§ Exercise details
Filter the items below, keeping every line that holds the word "tree" and dropping all others.

§ Record excerpts

___

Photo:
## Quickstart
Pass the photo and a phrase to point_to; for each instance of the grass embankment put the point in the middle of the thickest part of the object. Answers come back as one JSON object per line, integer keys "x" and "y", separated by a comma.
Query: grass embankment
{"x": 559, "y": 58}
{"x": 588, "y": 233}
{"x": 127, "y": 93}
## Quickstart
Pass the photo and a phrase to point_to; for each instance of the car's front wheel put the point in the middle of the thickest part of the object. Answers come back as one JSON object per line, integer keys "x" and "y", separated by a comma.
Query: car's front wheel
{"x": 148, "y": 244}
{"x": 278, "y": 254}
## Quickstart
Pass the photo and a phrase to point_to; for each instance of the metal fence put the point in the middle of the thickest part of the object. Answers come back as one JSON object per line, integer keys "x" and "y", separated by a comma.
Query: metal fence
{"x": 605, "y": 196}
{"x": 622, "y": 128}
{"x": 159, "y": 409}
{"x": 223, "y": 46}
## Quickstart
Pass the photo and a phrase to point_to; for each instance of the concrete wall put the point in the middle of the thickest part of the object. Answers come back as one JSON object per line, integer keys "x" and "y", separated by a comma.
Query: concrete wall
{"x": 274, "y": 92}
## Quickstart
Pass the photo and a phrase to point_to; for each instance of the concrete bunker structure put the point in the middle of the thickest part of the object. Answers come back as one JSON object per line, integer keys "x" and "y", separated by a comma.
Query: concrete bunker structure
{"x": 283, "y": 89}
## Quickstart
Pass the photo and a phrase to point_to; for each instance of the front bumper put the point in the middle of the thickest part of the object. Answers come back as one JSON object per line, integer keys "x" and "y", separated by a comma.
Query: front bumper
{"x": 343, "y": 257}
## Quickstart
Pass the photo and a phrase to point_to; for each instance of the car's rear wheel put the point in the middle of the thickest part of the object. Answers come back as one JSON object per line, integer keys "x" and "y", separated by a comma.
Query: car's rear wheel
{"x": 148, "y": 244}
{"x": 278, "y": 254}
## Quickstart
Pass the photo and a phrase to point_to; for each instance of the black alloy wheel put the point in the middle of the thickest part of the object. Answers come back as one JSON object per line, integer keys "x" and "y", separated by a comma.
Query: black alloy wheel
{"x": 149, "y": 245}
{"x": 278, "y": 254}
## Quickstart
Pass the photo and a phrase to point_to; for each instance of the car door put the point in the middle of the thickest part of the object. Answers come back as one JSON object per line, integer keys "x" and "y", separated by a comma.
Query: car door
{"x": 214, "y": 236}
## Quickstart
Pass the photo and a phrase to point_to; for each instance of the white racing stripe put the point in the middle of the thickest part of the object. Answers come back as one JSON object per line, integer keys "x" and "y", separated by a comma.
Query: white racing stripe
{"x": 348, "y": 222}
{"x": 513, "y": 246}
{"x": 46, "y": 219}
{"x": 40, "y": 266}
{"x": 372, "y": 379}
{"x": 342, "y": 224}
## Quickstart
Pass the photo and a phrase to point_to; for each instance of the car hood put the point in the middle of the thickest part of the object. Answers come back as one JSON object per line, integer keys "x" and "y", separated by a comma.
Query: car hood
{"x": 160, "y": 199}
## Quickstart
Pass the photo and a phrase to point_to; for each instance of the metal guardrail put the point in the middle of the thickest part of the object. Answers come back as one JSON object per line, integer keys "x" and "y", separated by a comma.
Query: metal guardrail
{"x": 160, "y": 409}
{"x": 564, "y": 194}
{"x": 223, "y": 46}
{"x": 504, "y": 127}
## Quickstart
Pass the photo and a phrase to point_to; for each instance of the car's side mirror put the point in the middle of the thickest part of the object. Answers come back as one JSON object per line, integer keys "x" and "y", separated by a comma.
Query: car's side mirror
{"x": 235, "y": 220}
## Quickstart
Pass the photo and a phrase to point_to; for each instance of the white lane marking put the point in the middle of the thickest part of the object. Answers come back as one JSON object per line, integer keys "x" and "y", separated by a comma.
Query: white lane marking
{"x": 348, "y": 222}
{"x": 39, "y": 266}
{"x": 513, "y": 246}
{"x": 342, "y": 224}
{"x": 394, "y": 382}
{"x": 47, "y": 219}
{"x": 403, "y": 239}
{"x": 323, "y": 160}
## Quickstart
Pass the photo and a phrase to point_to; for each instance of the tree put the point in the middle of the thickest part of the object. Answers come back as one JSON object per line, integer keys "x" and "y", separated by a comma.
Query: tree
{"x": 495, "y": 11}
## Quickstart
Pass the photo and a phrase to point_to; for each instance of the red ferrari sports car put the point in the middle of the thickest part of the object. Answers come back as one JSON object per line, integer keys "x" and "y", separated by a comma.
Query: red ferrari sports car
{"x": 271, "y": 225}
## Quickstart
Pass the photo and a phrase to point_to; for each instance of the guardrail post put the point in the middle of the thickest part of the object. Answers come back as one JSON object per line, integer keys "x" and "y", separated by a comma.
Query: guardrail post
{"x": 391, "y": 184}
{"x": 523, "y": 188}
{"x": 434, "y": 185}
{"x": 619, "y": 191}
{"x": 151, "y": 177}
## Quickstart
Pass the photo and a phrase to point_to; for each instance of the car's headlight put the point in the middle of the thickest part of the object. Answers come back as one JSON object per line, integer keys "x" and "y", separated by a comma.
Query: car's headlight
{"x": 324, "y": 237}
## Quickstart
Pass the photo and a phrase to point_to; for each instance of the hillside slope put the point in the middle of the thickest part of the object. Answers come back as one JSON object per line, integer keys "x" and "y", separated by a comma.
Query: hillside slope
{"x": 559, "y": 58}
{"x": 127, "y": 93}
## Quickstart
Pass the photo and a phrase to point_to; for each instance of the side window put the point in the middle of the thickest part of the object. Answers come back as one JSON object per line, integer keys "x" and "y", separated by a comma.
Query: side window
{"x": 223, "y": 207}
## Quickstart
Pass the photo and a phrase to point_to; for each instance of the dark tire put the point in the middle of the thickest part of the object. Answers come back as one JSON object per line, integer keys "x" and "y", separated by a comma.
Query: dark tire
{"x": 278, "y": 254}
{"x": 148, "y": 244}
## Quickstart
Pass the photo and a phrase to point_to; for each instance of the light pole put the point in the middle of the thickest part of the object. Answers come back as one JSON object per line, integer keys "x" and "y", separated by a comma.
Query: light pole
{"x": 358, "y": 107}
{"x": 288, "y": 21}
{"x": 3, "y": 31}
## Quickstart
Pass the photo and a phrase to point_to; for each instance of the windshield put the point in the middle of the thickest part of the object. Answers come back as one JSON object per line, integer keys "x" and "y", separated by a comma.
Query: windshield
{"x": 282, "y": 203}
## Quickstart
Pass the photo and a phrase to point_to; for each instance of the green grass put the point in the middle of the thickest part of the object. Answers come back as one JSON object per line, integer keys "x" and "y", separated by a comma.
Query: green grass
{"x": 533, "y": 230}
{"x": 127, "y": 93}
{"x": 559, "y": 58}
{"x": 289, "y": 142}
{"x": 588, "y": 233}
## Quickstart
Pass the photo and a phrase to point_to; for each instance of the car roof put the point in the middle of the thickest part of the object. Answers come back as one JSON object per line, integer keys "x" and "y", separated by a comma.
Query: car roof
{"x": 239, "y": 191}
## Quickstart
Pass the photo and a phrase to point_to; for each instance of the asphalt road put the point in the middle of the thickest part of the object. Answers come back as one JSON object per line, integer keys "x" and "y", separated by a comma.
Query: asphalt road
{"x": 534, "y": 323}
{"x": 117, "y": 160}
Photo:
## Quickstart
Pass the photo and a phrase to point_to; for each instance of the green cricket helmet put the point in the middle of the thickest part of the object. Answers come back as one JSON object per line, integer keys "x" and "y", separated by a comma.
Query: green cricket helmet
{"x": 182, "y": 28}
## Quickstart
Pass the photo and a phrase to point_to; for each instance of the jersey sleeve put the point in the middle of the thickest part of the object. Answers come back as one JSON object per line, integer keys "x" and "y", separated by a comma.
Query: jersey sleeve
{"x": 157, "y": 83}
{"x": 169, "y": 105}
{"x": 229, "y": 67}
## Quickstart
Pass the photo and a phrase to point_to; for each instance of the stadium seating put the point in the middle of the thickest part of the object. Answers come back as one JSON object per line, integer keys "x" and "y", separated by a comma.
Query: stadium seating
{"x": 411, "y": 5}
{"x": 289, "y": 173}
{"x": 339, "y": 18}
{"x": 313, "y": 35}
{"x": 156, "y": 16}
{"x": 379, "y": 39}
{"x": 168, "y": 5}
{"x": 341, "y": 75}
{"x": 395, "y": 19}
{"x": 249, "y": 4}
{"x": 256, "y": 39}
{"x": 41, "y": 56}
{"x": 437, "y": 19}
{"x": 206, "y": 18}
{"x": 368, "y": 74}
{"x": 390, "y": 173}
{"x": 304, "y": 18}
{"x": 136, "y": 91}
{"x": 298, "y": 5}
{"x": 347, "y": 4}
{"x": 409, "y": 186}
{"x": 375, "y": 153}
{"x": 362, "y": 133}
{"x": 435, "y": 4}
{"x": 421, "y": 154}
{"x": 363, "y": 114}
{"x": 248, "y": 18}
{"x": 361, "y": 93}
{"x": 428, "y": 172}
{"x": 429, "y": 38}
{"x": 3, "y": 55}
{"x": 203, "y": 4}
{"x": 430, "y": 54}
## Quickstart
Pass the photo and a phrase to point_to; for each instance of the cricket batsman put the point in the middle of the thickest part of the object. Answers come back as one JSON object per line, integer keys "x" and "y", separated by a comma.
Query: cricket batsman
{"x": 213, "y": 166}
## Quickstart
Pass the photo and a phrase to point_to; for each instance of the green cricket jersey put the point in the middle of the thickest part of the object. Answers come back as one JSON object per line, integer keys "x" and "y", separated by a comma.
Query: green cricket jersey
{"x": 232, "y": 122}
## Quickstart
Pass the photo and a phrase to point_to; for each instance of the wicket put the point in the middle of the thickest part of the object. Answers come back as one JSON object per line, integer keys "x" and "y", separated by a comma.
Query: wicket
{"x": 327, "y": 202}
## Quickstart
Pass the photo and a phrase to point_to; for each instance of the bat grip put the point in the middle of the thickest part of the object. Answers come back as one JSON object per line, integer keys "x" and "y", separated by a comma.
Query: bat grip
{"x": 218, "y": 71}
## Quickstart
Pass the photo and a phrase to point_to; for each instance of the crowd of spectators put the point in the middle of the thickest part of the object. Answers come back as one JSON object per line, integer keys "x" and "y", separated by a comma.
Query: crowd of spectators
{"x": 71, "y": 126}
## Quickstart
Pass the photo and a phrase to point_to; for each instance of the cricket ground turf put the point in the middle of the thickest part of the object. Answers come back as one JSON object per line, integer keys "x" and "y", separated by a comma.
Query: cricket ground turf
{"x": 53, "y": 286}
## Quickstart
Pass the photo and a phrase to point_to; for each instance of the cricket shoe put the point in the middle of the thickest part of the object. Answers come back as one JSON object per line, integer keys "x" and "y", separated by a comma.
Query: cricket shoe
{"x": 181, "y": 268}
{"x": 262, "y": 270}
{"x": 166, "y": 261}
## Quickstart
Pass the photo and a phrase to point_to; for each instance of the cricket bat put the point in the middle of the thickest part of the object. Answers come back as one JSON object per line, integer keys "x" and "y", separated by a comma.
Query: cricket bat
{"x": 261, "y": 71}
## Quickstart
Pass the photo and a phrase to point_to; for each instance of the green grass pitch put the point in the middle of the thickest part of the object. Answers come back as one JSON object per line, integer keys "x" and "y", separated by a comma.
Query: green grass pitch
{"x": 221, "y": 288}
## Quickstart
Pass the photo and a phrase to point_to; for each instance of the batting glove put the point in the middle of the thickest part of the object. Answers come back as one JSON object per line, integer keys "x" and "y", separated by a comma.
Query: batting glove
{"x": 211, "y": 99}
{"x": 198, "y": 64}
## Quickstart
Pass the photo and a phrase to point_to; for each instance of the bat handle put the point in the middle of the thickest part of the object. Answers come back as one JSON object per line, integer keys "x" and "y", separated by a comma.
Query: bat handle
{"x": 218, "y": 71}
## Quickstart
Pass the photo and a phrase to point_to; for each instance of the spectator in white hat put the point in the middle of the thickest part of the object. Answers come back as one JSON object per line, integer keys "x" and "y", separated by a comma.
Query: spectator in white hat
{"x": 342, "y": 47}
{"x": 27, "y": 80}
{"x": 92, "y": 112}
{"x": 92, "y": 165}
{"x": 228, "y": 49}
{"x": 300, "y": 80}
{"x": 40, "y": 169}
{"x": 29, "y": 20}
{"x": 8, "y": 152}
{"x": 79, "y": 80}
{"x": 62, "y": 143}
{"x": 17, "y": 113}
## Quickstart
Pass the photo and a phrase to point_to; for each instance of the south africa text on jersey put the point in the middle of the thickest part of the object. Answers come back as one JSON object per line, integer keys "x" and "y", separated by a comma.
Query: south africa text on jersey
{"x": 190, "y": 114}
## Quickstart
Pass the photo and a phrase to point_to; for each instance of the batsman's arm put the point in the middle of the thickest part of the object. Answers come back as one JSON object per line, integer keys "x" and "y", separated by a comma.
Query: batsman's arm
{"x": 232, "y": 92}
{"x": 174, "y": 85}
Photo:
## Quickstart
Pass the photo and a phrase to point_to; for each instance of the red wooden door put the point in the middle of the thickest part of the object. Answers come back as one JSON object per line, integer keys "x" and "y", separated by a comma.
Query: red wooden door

___

§ Worked solution
Pass the photo and a phrase to point_to; for each instance of the tree put the point in the middle of the thickest part of the object. Answers come back as one JSON object per line, integer keys "x" and "y", separated by a comma.
Query: tree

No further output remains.